◆ **SUPPLIED MATERIAL**
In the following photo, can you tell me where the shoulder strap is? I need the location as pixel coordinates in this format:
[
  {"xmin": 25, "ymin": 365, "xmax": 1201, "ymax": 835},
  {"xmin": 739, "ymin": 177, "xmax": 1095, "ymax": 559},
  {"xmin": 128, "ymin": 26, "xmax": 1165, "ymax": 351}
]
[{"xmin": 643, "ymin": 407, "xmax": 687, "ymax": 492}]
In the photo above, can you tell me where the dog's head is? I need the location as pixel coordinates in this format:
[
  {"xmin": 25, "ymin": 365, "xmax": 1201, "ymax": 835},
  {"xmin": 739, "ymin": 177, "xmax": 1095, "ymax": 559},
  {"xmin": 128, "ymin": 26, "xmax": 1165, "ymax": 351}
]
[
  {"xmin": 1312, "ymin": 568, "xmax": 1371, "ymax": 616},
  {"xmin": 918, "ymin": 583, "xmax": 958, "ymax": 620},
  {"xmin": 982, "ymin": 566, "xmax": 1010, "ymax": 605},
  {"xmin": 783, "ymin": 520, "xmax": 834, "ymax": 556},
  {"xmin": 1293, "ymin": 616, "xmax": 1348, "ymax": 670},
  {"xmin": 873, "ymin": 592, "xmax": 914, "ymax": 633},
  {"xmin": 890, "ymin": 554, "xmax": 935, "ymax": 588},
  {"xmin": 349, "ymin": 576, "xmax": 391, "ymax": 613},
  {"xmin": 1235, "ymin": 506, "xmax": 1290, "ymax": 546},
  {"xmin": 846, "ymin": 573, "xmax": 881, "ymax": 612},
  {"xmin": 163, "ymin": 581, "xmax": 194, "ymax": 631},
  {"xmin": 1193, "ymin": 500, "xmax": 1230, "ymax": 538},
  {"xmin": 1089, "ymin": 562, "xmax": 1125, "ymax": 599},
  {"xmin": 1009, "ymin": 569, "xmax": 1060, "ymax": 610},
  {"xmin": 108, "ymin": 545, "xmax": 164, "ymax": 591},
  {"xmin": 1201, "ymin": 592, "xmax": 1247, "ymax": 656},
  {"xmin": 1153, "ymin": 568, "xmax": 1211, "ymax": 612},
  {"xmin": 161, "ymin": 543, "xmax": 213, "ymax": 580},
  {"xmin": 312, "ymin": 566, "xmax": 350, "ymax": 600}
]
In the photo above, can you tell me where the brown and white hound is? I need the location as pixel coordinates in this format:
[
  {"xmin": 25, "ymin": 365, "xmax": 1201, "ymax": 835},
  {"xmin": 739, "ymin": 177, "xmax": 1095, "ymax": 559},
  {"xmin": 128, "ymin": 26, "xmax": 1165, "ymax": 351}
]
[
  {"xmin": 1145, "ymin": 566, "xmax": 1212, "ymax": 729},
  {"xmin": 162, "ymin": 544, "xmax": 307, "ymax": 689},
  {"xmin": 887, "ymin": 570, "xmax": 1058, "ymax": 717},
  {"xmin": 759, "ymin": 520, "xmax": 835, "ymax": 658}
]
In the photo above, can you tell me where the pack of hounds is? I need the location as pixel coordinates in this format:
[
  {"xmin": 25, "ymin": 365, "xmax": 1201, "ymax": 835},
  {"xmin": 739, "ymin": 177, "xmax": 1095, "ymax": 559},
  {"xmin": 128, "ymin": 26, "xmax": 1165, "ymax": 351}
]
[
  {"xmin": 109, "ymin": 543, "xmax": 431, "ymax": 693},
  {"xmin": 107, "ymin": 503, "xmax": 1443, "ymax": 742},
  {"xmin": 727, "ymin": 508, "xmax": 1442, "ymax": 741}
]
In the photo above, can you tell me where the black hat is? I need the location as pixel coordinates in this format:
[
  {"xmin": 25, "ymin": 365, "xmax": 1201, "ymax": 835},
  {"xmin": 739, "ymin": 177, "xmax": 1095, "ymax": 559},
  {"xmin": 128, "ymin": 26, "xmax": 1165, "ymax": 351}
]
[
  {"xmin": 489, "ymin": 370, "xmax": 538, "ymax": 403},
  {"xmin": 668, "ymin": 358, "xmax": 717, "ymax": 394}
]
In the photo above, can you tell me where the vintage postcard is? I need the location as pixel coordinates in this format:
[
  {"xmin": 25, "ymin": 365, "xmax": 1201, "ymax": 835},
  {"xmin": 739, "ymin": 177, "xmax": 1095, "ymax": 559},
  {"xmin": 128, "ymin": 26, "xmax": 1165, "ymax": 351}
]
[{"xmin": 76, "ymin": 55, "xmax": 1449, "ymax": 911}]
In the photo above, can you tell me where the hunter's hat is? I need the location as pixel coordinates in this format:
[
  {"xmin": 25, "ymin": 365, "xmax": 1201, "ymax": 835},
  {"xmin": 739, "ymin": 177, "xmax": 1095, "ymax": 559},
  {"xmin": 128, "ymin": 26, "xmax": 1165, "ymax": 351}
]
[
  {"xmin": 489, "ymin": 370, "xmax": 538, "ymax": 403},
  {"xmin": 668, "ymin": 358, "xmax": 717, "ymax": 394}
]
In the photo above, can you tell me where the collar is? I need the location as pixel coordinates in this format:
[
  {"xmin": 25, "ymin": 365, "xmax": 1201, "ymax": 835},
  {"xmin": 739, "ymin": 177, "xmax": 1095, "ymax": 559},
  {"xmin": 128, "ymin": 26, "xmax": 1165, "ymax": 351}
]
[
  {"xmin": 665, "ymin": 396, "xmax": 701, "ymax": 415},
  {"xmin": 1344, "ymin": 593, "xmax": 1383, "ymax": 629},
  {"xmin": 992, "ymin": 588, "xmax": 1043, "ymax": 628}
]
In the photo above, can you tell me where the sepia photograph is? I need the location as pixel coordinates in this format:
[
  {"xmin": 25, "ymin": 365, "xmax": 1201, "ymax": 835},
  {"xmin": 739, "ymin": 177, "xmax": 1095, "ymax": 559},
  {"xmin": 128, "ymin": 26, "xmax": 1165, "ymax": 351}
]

◆ **WHAT THE EXERCISE ASKS**
All of the records are to be reproduced exactly as they were given.

◆ **RESPONSE TO THE TASK**
In the following photo, can you tell me where the shoulder strap is? I need the location as pixel coordinates in this format:
[
  {"xmin": 25, "ymin": 365, "xmax": 1201, "ymax": 835},
  {"xmin": 739, "ymin": 177, "xmax": 1095, "ymax": 559},
  {"xmin": 128, "ymin": 26, "xmax": 1165, "ymax": 351}
]
[{"xmin": 643, "ymin": 407, "xmax": 687, "ymax": 492}]
In the photo above, can you tell me where the dog's head is? I need the location as pixel coordinates in this format:
[
  {"xmin": 25, "ymin": 365, "xmax": 1201, "ymax": 835},
  {"xmin": 739, "ymin": 177, "xmax": 1095, "ymax": 559},
  {"xmin": 128, "ymin": 26, "xmax": 1165, "ymax": 351}
]
[
  {"xmin": 1312, "ymin": 568, "xmax": 1371, "ymax": 616},
  {"xmin": 918, "ymin": 583, "xmax": 958, "ymax": 620},
  {"xmin": 982, "ymin": 566, "xmax": 1010, "ymax": 605},
  {"xmin": 783, "ymin": 520, "xmax": 834, "ymax": 556},
  {"xmin": 1293, "ymin": 616, "xmax": 1348, "ymax": 670},
  {"xmin": 873, "ymin": 592, "xmax": 914, "ymax": 633},
  {"xmin": 890, "ymin": 554, "xmax": 935, "ymax": 588},
  {"xmin": 349, "ymin": 576, "xmax": 391, "ymax": 613},
  {"xmin": 1235, "ymin": 506, "xmax": 1290, "ymax": 546},
  {"xmin": 846, "ymin": 573, "xmax": 881, "ymax": 612},
  {"xmin": 163, "ymin": 581, "xmax": 194, "ymax": 631},
  {"xmin": 1193, "ymin": 500, "xmax": 1230, "ymax": 538},
  {"xmin": 1089, "ymin": 562, "xmax": 1125, "ymax": 599},
  {"xmin": 1009, "ymin": 569, "xmax": 1060, "ymax": 610},
  {"xmin": 108, "ymin": 545, "xmax": 164, "ymax": 591},
  {"xmin": 1201, "ymin": 592, "xmax": 1247, "ymax": 656},
  {"xmin": 1153, "ymin": 568, "xmax": 1211, "ymax": 612},
  {"xmin": 161, "ymin": 543, "xmax": 213, "ymax": 580},
  {"xmin": 312, "ymin": 566, "xmax": 350, "ymax": 600}
]
In the photo above, can you tell me where the brown and white hound is? I need the location as pixel coordinates in this format:
[
  {"xmin": 25, "ymin": 365, "xmax": 1201, "ymax": 835},
  {"xmin": 739, "ymin": 177, "xmax": 1095, "ymax": 559},
  {"xmin": 128, "ymin": 26, "xmax": 1165, "ymax": 351}
]
[
  {"xmin": 1145, "ymin": 566, "xmax": 1212, "ymax": 729},
  {"xmin": 162, "ymin": 544, "xmax": 307, "ymax": 689},
  {"xmin": 887, "ymin": 570, "xmax": 1058, "ymax": 717},
  {"xmin": 759, "ymin": 520, "xmax": 835, "ymax": 658}
]
In the photo above, can you tell me where the pack of hounds is? I need the location as pixel coordinates in this format:
[
  {"xmin": 25, "ymin": 365, "xmax": 1201, "ymax": 835},
  {"xmin": 739, "ymin": 177, "xmax": 1095, "ymax": 559},
  {"xmin": 128, "ymin": 26, "xmax": 1165, "ymax": 351}
]
[
  {"xmin": 109, "ymin": 543, "xmax": 431, "ymax": 693},
  {"xmin": 107, "ymin": 503, "xmax": 1443, "ymax": 742},
  {"xmin": 727, "ymin": 508, "xmax": 1442, "ymax": 741}
]
In the photo above, can you tell me where the black hat is? I need the location as pixel coordinates in this format:
[
  {"xmin": 25, "ymin": 365, "xmax": 1201, "ymax": 835},
  {"xmin": 739, "ymin": 177, "xmax": 1095, "ymax": 559},
  {"xmin": 128, "ymin": 26, "xmax": 1165, "ymax": 351}
]
[
  {"xmin": 489, "ymin": 370, "xmax": 538, "ymax": 403},
  {"xmin": 668, "ymin": 358, "xmax": 717, "ymax": 394}
]
In the photo above, can you tell me where the vintage postcard is? I need the location as pixel coordinates in this format:
[
  {"xmin": 25, "ymin": 365, "xmax": 1201, "ymax": 835},
  {"xmin": 739, "ymin": 177, "xmax": 1095, "ymax": 559},
  {"xmin": 128, "ymin": 26, "xmax": 1165, "ymax": 351}
]
[{"xmin": 76, "ymin": 55, "xmax": 1449, "ymax": 911}]
In the photo above, can you tell me where the hunter's hat is? I need the location as pixel coordinates in this format:
[
  {"xmin": 25, "ymin": 365, "xmax": 1201, "ymax": 835},
  {"xmin": 739, "ymin": 177, "xmax": 1095, "ymax": 559},
  {"xmin": 128, "ymin": 26, "xmax": 1165, "ymax": 351}
]
[
  {"xmin": 489, "ymin": 370, "xmax": 538, "ymax": 403},
  {"xmin": 668, "ymin": 358, "xmax": 717, "ymax": 394}
]
In the photo above, can you tell me where the collar is? I need the location as pixel coordinates in this format:
[
  {"xmin": 25, "ymin": 365, "xmax": 1201, "ymax": 835},
  {"xmin": 739, "ymin": 177, "xmax": 1095, "ymax": 559},
  {"xmin": 128, "ymin": 26, "xmax": 1165, "ymax": 351}
]
[
  {"xmin": 665, "ymin": 396, "xmax": 701, "ymax": 415},
  {"xmin": 1344, "ymin": 593, "xmax": 1383, "ymax": 629},
  {"xmin": 992, "ymin": 588, "xmax": 1043, "ymax": 628}
]
In the photo above, can you tell me where the sepia photograph is? I need the location as pixel coordinates in this format:
[
  {"xmin": 25, "ymin": 365, "xmax": 1201, "ymax": 835},
  {"xmin": 739, "ymin": 177, "xmax": 1095, "ymax": 559},
  {"xmin": 128, "ymin": 26, "xmax": 1165, "ymax": 351}
]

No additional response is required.